··· SOURCE INFORMATION
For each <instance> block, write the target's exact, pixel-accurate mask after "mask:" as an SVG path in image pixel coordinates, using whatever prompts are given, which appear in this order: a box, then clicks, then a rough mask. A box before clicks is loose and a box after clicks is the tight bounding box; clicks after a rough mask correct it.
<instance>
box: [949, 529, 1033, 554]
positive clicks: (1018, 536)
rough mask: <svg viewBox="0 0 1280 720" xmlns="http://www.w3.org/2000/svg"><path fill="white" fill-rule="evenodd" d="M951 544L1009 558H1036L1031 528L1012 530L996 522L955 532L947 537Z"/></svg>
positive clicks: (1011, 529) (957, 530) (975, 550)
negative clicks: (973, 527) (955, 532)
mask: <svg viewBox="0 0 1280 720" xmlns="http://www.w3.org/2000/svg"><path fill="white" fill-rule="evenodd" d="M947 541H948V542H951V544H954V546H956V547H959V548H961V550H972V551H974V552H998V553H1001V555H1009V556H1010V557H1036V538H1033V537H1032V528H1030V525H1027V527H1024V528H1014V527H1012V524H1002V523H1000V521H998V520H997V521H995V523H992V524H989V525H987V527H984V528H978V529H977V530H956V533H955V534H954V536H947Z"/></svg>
······
* **PROBLEM**
Return every line of the records above that contains the string "positive", treating uppercase and lowercase letters as distinct.

* **SOLUTION TO THIS EXERCISE**
positive clicks: (1018, 536)
positive clicks: (1011, 529) (957, 530) (975, 550)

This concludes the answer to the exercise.